Merci cinesi: il Sud-est asiatico teme l'onda lunga dei dazi di Trump
La guerra commerciale annunciata dal presidente Usa che entra in carica tra pochi giorni preoccupa gli industriali dei Paesi dell'Asean. Il timore è che i prodotti cinesi che non prenderanno più la strada dell'Occidente possano strangolare i mercati locali, già oggi alle prese con la durissima concorrenza del "made in China".
Bangkok (AsiaNews/Agenzie) – Siamo ormai alla vigilia dell’insediamento di Donald Trump alla Casa Bianca il 20 gennaio e in Oriente sale la febbre sulla minaccia della guerra commerciale nei confronti della Cina. Come noto in campagna elettorale Trump ha promesso di spingere il pedale sui dazi sulle importazioni dei prodotti dell’estero, minacciando di portarli addirittura al 100% per alcune merci.
È una partita che non riguarda solo Washington e Pechino: c’è grande preoccupazione in tutto il Sud-est asiatico, con molti Paesi che temono di finire a loro volta schiacciati in questo confronto. In caso di innalzamento di barriere che dovessero davvero rendere molto più difficile l’ingresso di prodotti made in China negli Stati Uniti, la Repubblica popolare si troverebbe con una quantità enorme di prodotti da piazzare in altri mercati. E il timore di tanti Paesi del Sud-est asiatico è che si possano riversare in maniera ancora più massiccia entro i propri confini, sbaragliando ogni possibilità di sopravvivenza per i produttori locali.
A dare voce a queste preoccupazioni è stato nei giorni scorsi in Thailandia il Joint Standing Committee on Commerce, Industry and Banking (JSCCIB), che ha chiesto espressamente al governo di Bangkok di introdurre misure legali contro l'afflusso di prodotti cinesi a basso costo nel mercato locale, che si teme possa intensificarsi nei prossimi mesi. “Le misure attuali non sono abbastanza forti per proteggere i produttori locali, che si trovano ad affrontare una marea di queste importazioni”, ha dichiarato al quotidiano Bangkok Post Sanan Angubolkul, presidente della Camera di Commercio tailandese.
Già attualmente in Thailandia esiste un'imposta sul valore aggiunto del 7% sulle importazioni di beni di valore inferiore a 1.500 baht, per rallentarne le vendite. E le autorità hanno già dichiarato di voler firmare all’inizio di quest’anno un memorandum d'intesa con le piattaforme di e-commerce per rimuovere i prodotti importati che non soddisfano standard minimi di qualità. Ora il JSCCIB chiede ulteriori misure per salvaguardare i produttori locali.
Un sondaggio condotto dalla Federazione delle industrie thailandesi (FTI) ha rilevato che lo scorso anno il 35,1% dei 175 imprenditori e membri ha dichiarato una dichiarazione delle vendite a causa dell'afflusso di merci a basso costo vendute tramite piattaforme online. Il vicepresidente della FTI, ML Peekthong Thongyai, ha spiegato che la tendenza è chiaramente visibile in settori come l'abbigliamento, i mobili, i prodotti in plastica e gli imballaggi.

CONSEGNA 1 →
Rispondi a queste domande basandoti sull'articolo sui dazi:
(a) In quale giorno è previsto l'insediamento di Donald Trump alla Casa Bianca?
(b) Chi è il presidente della Camera di Commercio tailandese?
(c) Qual è l'aliquota dell'imposta sul valore aggiunto applicata in Thailandia alle importazioni di beni di valore inferiore a 1.500 baht?
CONSEGNA 2 → Traduci in inglese questa frase dell'articolo sui dazi: "Ora il JSCCIB chiede ulteriori misure per salvaguardare i produttori locali."
CONSEGNA 3 → Trascrivi dall'articolo sui dazi tutto ciò che va da "Bangkok (AsiaNews/Agenzie) –" fino a "per alcune merci.".

[Righe grezze]
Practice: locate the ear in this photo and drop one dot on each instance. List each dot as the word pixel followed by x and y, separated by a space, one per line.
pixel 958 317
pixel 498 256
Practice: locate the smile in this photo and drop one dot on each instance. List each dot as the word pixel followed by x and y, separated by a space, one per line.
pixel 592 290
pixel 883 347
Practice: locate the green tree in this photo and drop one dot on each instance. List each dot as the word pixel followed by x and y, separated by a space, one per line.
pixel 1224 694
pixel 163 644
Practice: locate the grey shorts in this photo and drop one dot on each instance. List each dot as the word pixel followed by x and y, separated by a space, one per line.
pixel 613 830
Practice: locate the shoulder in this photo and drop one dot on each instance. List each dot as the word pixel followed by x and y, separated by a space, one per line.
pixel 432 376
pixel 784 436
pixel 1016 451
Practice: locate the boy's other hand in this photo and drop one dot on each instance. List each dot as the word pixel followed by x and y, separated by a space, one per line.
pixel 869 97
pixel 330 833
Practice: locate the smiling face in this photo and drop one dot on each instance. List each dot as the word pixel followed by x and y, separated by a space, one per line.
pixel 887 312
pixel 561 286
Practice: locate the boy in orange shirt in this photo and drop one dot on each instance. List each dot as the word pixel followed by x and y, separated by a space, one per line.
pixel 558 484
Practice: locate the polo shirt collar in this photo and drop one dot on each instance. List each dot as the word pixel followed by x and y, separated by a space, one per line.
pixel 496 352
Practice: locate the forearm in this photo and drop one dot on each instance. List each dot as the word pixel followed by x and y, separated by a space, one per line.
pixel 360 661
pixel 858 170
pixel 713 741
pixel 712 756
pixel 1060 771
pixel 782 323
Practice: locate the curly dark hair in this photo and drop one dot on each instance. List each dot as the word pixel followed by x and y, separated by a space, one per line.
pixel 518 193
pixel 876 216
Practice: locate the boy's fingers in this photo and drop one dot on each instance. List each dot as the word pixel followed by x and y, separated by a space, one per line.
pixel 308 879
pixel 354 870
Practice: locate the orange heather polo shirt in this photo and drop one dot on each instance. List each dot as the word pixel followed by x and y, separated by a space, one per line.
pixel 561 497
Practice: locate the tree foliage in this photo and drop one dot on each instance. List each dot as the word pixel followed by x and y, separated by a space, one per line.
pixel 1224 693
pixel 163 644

RISPOSTA COMPLETA 1 →
(a) Il 20 gennaio.
(b) Sanan Angubolkul.
(c) Il 7%.

RISPOSTA COMPLETA 2 → Now the JSCCIB is calling for further measures to safeguard local producers.

RISPOSTA COMPLETA 3 →
Bangkok (AsiaNews/Agenzie) – Siamo ormai alla vigilia dell’insediamento di Donald Trump alla Casa Bianca il 20 gennaio e in Oriente sale la febbre sulla minaccia della guerra commerciale nei confronti della Cina. Come noto in campagna elettorale Trump ha promesso di spingere il pedale sui dazi sulle importazioni dei prodotti dell’estero, minacciando di portarli addirittura al 100% per alcune merci.